──────── Exercise materials
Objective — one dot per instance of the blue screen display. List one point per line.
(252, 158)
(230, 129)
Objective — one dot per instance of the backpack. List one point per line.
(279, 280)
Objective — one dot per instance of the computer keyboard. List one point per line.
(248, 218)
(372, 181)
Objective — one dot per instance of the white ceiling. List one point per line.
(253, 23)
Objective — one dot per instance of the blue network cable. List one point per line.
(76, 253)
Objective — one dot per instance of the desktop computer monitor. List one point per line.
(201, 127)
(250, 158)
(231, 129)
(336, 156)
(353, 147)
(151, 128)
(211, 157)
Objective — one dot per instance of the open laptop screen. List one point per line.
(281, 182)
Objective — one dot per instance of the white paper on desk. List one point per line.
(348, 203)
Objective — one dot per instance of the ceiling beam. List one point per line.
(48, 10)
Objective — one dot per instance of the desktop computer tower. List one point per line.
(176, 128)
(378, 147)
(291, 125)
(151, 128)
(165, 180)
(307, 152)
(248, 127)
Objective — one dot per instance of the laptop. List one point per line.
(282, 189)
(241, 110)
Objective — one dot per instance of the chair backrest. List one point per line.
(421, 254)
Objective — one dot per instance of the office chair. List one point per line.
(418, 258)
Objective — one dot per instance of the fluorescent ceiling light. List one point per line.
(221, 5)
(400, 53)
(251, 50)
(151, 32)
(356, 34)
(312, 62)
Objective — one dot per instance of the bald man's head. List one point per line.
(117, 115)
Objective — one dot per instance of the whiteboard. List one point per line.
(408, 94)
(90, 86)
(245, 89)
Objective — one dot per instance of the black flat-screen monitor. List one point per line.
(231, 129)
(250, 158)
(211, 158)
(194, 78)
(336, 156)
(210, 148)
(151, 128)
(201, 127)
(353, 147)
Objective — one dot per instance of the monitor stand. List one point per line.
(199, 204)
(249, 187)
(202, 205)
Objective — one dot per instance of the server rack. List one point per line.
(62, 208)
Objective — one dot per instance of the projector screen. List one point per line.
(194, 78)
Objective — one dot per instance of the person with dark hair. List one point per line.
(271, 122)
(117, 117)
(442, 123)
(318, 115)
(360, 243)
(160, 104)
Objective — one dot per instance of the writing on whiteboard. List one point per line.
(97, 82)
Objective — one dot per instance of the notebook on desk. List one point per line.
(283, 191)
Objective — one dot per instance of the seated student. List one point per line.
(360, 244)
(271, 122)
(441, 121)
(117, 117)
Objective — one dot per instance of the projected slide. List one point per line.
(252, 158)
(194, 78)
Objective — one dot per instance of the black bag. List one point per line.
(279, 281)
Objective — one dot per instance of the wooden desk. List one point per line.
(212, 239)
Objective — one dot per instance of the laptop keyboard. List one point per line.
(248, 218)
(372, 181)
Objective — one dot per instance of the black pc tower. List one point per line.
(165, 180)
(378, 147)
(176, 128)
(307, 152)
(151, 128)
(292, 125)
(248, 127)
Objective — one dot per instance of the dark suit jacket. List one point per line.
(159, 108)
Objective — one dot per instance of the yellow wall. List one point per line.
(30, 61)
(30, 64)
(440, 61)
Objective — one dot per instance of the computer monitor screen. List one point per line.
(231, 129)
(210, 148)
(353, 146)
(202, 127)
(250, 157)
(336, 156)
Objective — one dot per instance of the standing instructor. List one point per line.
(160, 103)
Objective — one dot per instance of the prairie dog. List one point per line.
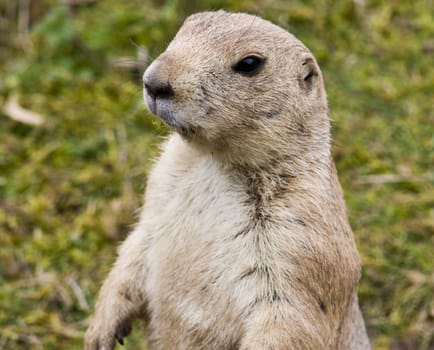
(243, 241)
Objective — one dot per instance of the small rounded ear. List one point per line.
(309, 73)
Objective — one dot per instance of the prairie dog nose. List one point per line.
(156, 79)
(157, 88)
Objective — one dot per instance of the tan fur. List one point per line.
(243, 241)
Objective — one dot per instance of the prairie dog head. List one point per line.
(241, 87)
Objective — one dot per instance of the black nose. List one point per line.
(157, 88)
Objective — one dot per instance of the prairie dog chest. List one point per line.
(193, 212)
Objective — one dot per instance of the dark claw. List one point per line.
(120, 340)
(122, 331)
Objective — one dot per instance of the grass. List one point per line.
(70, 188)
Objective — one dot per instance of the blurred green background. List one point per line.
(72, 174)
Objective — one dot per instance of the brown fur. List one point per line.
(243, 241)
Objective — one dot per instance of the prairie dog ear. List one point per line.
(309, 73)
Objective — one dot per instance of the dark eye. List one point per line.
(249, 65)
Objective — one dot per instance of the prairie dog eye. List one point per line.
(249, 65)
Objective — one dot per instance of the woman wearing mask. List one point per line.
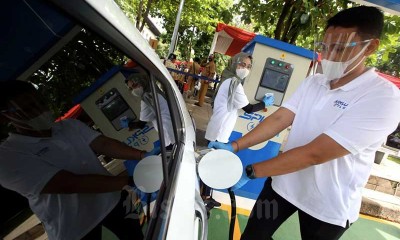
(139, 86)
(230, 97)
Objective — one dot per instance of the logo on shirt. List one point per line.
(340, 104)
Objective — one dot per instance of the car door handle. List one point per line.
(201, 213)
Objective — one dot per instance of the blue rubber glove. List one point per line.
(219, 145)
(269, 100)
(242, 181)
(155, 151)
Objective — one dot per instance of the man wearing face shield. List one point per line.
(230, 97)
(55, 167)
(139, 85)
(209, 72)
(338, 120)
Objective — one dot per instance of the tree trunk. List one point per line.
(279, 25)
(146, 13)
(139, 14)
(288, 24)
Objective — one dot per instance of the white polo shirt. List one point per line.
(359, 116)
(28, 163)
(147, 114)
(222, 121)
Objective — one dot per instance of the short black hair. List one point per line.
(171, 56)
(367, 20)
(12, 88)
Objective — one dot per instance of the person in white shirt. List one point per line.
(230, 97)
(55, 167)
(339, 119)
(139, 85)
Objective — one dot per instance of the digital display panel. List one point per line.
(275, 80)
(115, 108)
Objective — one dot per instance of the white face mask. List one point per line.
(137, 92)
(336, 70)
(242, 73)
(42, 122)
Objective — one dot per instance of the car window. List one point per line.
(91, 74)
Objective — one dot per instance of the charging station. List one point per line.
(108, 100)
(278, 68)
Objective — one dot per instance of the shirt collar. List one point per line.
(29, 139)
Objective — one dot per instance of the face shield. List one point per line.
(340, 54)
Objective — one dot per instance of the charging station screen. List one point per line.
(115, 108)
(275, 80)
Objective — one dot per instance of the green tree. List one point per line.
(197, 25)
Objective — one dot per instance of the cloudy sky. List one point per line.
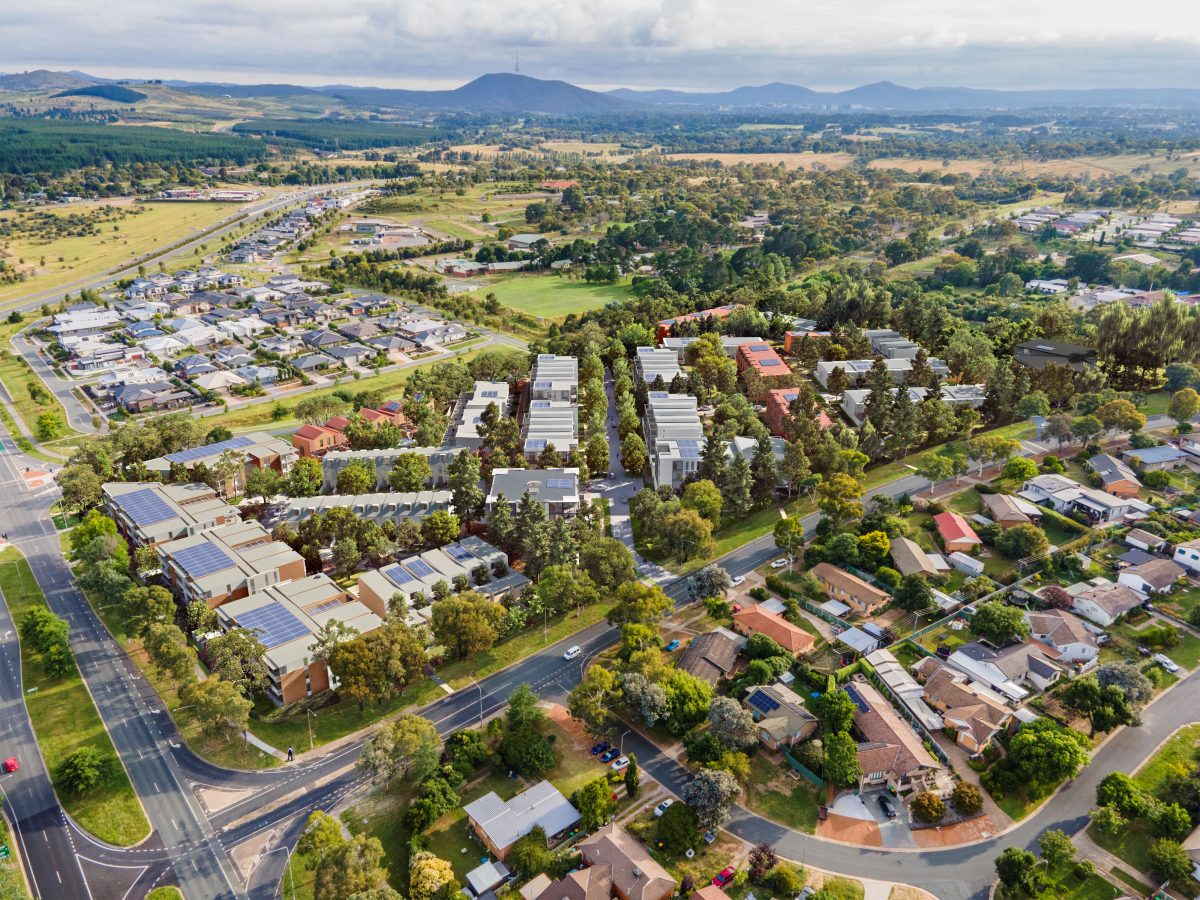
(603, 43)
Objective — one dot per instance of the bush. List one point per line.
(966, 798)
(928, 807)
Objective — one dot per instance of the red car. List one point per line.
(723, 877)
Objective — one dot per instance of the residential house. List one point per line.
(839, 585)
(958, 537)
(1155, 576)
(1116, 478)
(1104, 601)
(780, 715)
(756, 621)
(633, 873)
(1065, 633)
(910, 559)
(1007, 511)
(501, 823)
(892, 753)
(316, 441)
(972, 712)
(1188, 556)
(1155, 459)
(709, 657)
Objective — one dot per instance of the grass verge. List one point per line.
(65, 718)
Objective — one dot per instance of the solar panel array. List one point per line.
(420, 569)
(460, 553)
(274, 623)
(763, 702)
(203, 559)
(145, 507)
(199, 453)
(399, 574)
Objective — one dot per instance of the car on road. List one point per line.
(1167, 663)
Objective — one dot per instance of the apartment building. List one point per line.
(556, 378)
(383, 461)
(287, 618)
(227, 563)
(256, 450)
(385, 507)
(149, 513)
(654, 363)
(556, 490)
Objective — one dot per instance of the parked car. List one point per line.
(1167, 663)
(723, 877)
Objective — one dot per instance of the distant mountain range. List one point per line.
(516, 94)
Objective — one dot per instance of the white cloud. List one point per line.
(705, 43)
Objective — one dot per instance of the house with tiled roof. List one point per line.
(958, 537)
(756, 621)
(892, 753)
(1065, 633)
(780, 715)
(864, 599)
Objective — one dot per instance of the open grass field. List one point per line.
(791, 161)
(61, 261)
(552, 297)
(65, 718)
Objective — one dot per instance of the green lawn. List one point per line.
(65, 718)
(553, 297)
(793, 803)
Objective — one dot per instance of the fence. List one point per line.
(803, 769)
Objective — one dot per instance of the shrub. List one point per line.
(928, 807)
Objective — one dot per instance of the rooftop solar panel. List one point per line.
(460, 553)
(420, 569)
(203, 559)
(145, 507)
(199, 453)
(399, 575)
(274, 623)
(763, 702)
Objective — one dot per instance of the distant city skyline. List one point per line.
(690, 45)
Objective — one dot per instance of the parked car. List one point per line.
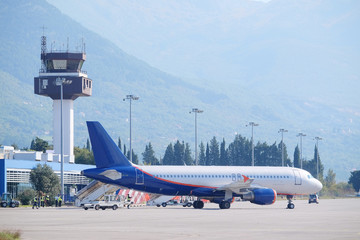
(6, 200)
(110, 201)
(313, 198)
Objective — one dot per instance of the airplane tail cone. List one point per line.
(106, 152)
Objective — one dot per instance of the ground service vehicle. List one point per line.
(6, 200)
(110, 201)
(174, 202)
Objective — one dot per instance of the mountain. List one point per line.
(245, 61)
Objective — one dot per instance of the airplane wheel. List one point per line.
(224, 205)
(198, 204)
(291, 206)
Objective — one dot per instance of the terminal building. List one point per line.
(15, 168)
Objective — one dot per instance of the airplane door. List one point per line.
(139, 177)
(297, 176)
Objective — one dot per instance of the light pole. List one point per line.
(282, 145)
(301, 135)
(196, 111)
(60, 82)
(130, 98)
(252, 124)
(317, 156)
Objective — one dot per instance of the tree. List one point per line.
(207, 155)
(169, 155)
(149, 156)
(88, 146)
(119, 143)
(39, 145)
(223, 154)
(84, 156)
(135, 158)
(26, 196)
(179, 153)
(330, 179)
(188, 160)
(43, 179)
(297, 157)
(355, 180)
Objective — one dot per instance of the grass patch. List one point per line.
(9, 235)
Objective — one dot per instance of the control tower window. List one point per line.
(59, 64)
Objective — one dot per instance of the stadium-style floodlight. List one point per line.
(252, 124)
(130, 98)
(301, 135)
(317, 156)
(60, 81)
(282, 145)
(196, 111)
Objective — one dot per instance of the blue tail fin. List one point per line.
────────────────
Written instruction: Copy the records verbatim, beginning at the line containing "Objective — one dot per instance of the fence." and continuing through the end of the records, including both ends. Leave the pictures out.

Exercise response:
Objective — one dot per instance of the fence. List one point per line.
(803, 769)
Objective — one dot per instance of the shrub. List one point per line.
(928, 807)
Objective — one dot per instance of the rooftop solar panel. List one point per line.
(460, 553)
(420, 569)
(203, 559)
(145, 507)
(199, 453)
(399, 575)
(274, 623)
(763, 702)
Objective — one dot per instance of the distant city skyline. List one point per line.
(690, 45)
Objective — one dot per instance of the parked car. List one point per line.
(6, 200)
(110, 201)
(313, 198)
Objective — one dot per instance of the airplane tail cone. List one point per line.
(106, 152)
Objective — one dot per instance of the ground service vehicle. List one point per line.
(6, 200)
(110, 201)
(174, 202)
Objective — one dot per instance of the mountain. List one point per line.
(245, 61)
Objective — one dot per instance of the airplane wheel. List one point per line.
(224, 205)
(198, 204)
(291, 206)
Objective — one dot per instance of the terminal building. List one point per line.
(15, 168)
Objective — one dot per instance of the airplane door. List one point per line.
(139, 177)
(297, 176)
Objective — one dot per instance of the light pole. List one point per line.
(282, 145)
(301, 135)
(196, 111)
(60, 82)
(130, 98)
(252, 124)
(317, 156)
Objective — one dot per instance of the tree. List one point per line.
(207, 155)
(169, 155)
(149, 156)
(88, 146)
(119, 143)
(39, 145)
(223, 154)
(84, 156)
(135, 158)
(26, 196)
(179, 153)
(330, 179)
(188, 160)
(43, 179)
(297, 157)
(355, 180)
Objective — one dot per instance of the grass patch. List one point per line.
(9, 235)
Objective — one dot per instance of the control tower window. List one point per line.
(59, 64)
Objective — one dot per instance of the stadium-style floodlight. List one point per line.
(252, 124)
(130, 98)
(301, 135)
(317, 156)
(60, 81)
(282, 145)
(196, 111)
Objective — one dot per instance of the blue tail fin. List one point per line.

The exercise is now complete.